■ **WORK TO BE COMPLETED**
Only the number is wanted: how many lines in the material below contain "snow".

DATASET EXCERPTS: Begin

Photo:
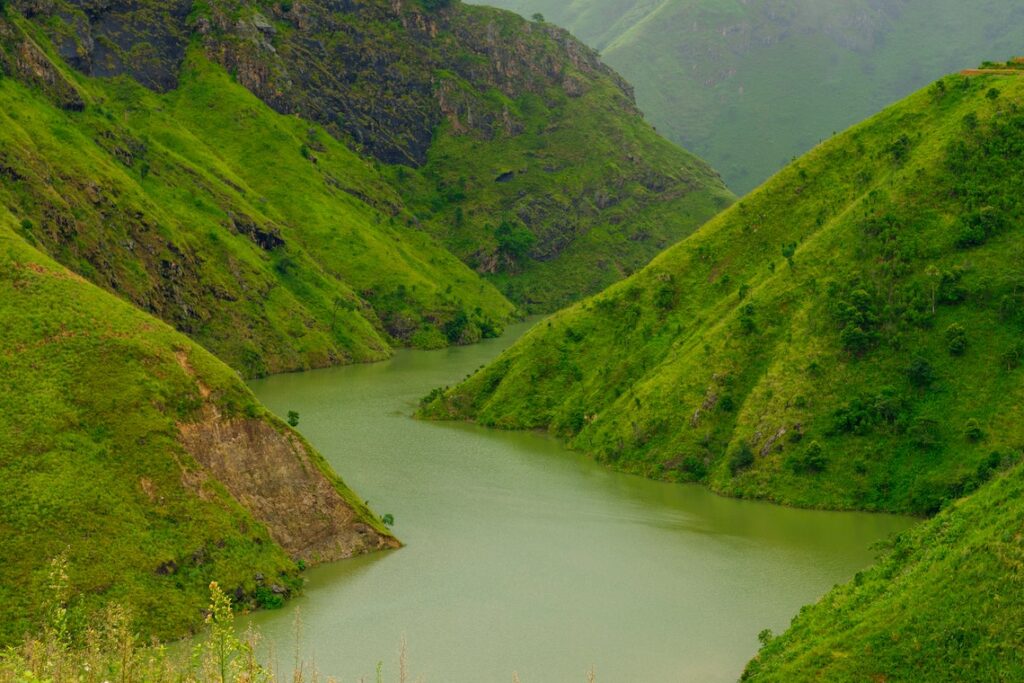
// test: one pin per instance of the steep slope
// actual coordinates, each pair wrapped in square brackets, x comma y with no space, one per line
[511,142]
[848,336]
[145,462]
[944,604]
[258,235]
[750,85]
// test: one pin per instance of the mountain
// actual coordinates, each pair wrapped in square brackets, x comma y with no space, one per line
[510,144]
[944,603]
[198,191]
[144,463]
[848,336]
[258,235]
[750,85]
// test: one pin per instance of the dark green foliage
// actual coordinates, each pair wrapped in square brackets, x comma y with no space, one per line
[89,421]
[978,226]
[748,322]
[956,339]
[266,598]
[787,252]
[848,349]
[921,373]
[942,604]
[741,459]
[750,85]
[514,241]
[810,460]
[973,431]
[856,311]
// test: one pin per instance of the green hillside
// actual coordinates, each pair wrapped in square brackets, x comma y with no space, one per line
[750,85]
[848,336]
[95,400]
[944,604]
[509,142]
[188,205]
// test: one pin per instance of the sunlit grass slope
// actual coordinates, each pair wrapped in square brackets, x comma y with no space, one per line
[848,336]
[944,604]
[749,85]
[257,235]
[91,393]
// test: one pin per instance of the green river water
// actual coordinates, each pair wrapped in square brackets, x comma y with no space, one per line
[521,556]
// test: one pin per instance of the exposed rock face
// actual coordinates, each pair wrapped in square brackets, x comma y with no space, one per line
[381,75]
[276,478]
[22,57]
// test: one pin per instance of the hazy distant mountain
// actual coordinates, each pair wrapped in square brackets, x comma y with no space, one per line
[749,85]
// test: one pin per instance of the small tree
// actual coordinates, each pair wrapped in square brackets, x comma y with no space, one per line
[788,251]
[741,459]
[973,431]
[921,373]
[956,339]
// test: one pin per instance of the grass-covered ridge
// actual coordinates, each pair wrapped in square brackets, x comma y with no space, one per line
[258,235]
[510,141]
[750,85]
[92,392]
[848,336]
[944,603]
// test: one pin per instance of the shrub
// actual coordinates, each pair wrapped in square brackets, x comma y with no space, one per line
[920,373]
[741,459]
[747,323]
[811,460]
[267,599]
[695,467]
[973,431]
[956,339]
[514,241]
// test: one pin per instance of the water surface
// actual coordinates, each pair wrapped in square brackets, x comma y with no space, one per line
[524,557]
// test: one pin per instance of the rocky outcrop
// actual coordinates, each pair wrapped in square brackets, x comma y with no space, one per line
[377,74]
[279,479]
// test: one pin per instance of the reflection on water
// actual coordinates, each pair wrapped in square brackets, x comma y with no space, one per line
[522,556]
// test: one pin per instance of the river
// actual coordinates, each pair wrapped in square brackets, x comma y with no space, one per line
[524,557]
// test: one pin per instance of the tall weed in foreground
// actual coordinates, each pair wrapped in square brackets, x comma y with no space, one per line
[110,651]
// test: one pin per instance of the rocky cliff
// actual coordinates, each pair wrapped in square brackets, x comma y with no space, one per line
[145,463]
[450,100]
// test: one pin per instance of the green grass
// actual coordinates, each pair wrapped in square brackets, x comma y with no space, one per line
[599,197]
[91,392]
[748,86]
[164,200]
[595,187]
[943,604]
[721,363]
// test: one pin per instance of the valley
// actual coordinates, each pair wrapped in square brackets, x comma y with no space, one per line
[749,86]
[598,418]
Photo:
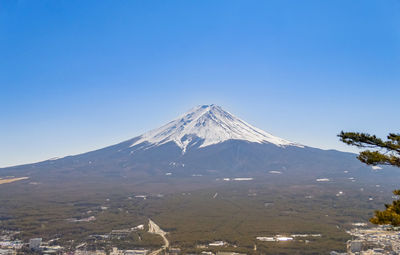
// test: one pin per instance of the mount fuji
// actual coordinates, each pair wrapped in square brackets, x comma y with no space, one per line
[206,141]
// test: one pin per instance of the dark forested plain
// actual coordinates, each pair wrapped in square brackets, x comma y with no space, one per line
[198,210]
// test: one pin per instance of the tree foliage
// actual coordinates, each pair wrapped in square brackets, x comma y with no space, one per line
[379,152]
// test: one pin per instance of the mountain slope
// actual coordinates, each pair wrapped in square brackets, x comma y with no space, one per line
[206,141]
[211,125]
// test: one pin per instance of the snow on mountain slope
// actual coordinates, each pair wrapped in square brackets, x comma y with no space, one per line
[213,125]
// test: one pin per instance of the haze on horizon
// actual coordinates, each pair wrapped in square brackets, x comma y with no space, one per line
[77,76]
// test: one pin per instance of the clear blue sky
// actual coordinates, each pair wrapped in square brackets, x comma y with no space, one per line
[80,75]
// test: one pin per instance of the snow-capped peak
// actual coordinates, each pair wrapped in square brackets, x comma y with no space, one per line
[212,125]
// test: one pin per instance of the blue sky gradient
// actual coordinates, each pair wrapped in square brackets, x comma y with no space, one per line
[80,75]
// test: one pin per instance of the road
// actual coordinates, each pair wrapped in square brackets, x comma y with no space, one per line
[155,229]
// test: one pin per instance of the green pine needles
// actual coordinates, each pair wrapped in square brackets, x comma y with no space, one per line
[380,152]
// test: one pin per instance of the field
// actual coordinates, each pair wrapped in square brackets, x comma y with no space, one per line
[234,212]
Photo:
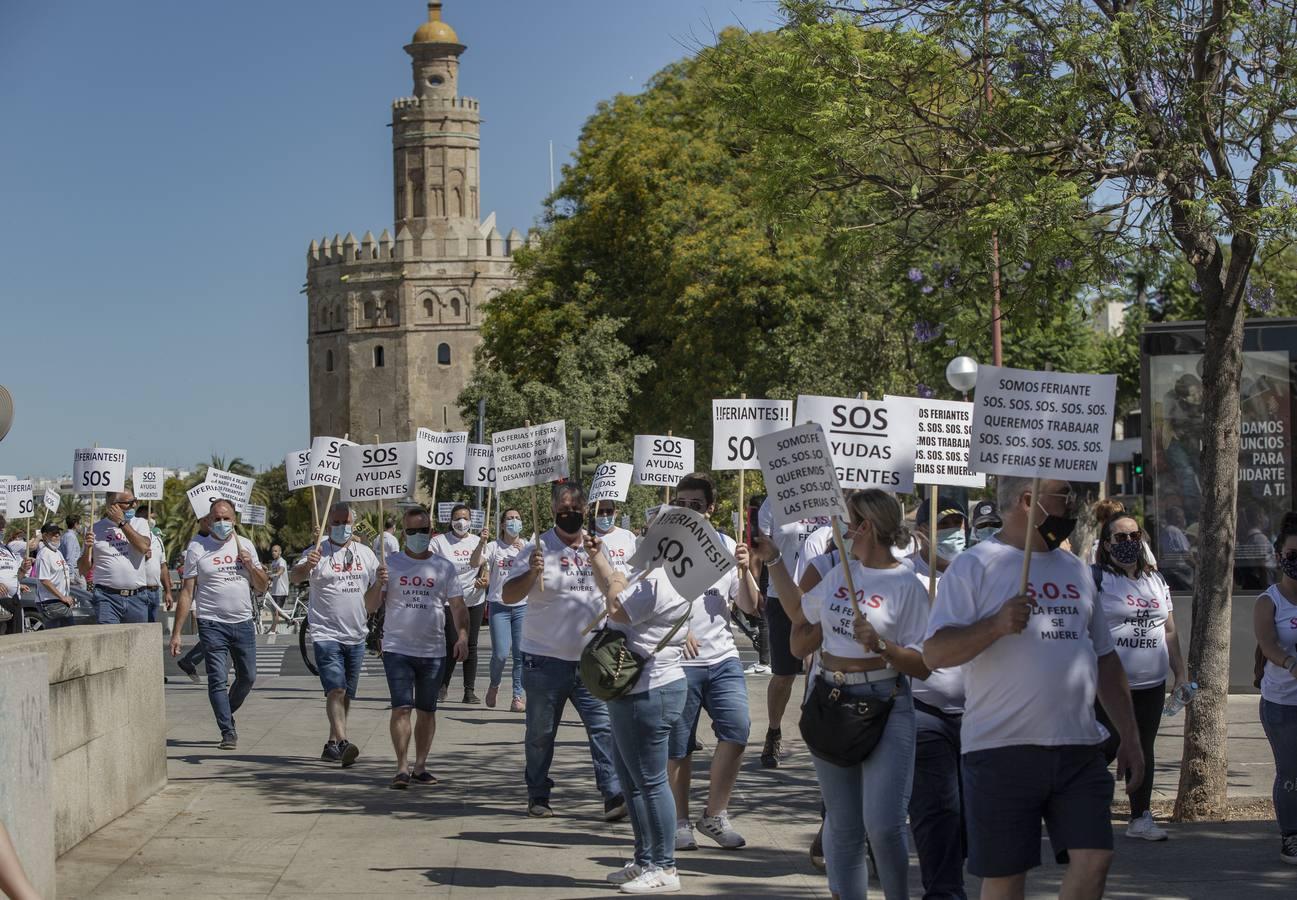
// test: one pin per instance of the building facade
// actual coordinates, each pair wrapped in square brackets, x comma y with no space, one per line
[393,322]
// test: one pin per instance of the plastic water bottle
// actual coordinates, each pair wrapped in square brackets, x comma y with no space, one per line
[1179,698]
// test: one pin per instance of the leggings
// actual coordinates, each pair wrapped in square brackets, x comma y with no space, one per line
[1148,715]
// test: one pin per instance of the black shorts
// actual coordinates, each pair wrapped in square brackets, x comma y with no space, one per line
[782,662]
[1008,790]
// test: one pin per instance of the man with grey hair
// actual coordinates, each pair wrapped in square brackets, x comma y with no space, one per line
[1034,663]
[555,577]
[343,575]
[116,549]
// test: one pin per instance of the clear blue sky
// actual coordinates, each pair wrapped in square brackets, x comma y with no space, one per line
[164,166]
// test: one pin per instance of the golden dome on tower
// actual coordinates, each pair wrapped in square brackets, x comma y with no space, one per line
[435,31]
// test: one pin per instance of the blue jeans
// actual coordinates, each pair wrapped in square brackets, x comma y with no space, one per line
[340,665]
[937,805]
[641,730]
[506,637]
[550,684]
[1279,721]
[117,610]
[870,800]
[225,641]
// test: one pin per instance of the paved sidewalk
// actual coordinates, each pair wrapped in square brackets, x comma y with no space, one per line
[273,820]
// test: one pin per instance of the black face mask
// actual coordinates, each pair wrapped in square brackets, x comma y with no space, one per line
[568,521]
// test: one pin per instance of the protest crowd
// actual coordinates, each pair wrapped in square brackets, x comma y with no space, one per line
[959,673]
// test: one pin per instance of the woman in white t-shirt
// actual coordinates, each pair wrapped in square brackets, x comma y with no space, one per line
[869,647]
[1136,604]
[1274,619]
[505,621]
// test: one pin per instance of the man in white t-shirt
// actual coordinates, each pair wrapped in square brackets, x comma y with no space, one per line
[420,586]
[1033,664]
[344,576]
[715,682]
[221,575]
[114,558]
[562,599]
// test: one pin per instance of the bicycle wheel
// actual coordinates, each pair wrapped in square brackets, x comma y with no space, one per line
[308,647]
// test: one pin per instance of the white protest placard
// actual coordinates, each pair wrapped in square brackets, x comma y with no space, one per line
[326,462]
[441,450]
[234,488]
[737,424]
[18,499]
[96,470]
[527,457]
[201,497]
[872,441]
[378,471]
[799,475]
[688,549]
[662,459]
[611,481]
[479,466]
[148,481]
[943,431]
[297,466]
[1043,424]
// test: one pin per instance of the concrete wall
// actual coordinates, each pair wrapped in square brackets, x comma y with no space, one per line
[107,721]
[25,764]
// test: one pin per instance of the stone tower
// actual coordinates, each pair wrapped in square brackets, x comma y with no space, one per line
[392,324]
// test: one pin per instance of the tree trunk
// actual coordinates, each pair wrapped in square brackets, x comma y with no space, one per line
[1202,774]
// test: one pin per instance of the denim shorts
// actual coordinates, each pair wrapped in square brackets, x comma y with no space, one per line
[414,681]
[339,665]
[721,690]
[1008,790]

DATASET EXCERPTS: End

■ **WRITTEN REPLY**
2